Problem to solve: Please report how many lines in the records below contain the word "outline", giving only that number.

Given entries:
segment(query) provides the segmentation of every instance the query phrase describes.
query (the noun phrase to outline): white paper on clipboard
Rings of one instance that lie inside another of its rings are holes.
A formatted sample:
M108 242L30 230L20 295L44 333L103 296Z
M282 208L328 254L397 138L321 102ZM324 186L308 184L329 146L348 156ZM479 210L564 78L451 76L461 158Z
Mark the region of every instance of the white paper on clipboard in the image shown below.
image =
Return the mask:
* * *
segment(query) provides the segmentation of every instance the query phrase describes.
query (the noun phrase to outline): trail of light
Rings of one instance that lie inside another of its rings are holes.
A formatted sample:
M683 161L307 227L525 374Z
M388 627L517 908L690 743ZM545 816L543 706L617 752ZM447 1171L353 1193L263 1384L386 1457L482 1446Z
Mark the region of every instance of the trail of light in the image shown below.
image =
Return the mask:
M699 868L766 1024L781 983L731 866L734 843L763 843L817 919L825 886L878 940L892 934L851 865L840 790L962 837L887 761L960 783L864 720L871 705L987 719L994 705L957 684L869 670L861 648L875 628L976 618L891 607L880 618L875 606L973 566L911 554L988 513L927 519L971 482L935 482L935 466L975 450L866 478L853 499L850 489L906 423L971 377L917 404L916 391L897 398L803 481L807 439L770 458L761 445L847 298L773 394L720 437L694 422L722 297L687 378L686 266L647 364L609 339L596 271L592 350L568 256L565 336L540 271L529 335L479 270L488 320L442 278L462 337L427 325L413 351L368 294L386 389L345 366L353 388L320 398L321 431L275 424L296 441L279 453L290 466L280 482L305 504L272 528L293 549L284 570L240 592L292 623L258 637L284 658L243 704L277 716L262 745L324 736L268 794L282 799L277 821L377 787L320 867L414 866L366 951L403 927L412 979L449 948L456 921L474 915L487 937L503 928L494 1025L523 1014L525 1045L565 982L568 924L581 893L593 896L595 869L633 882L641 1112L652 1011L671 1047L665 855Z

Task result: 2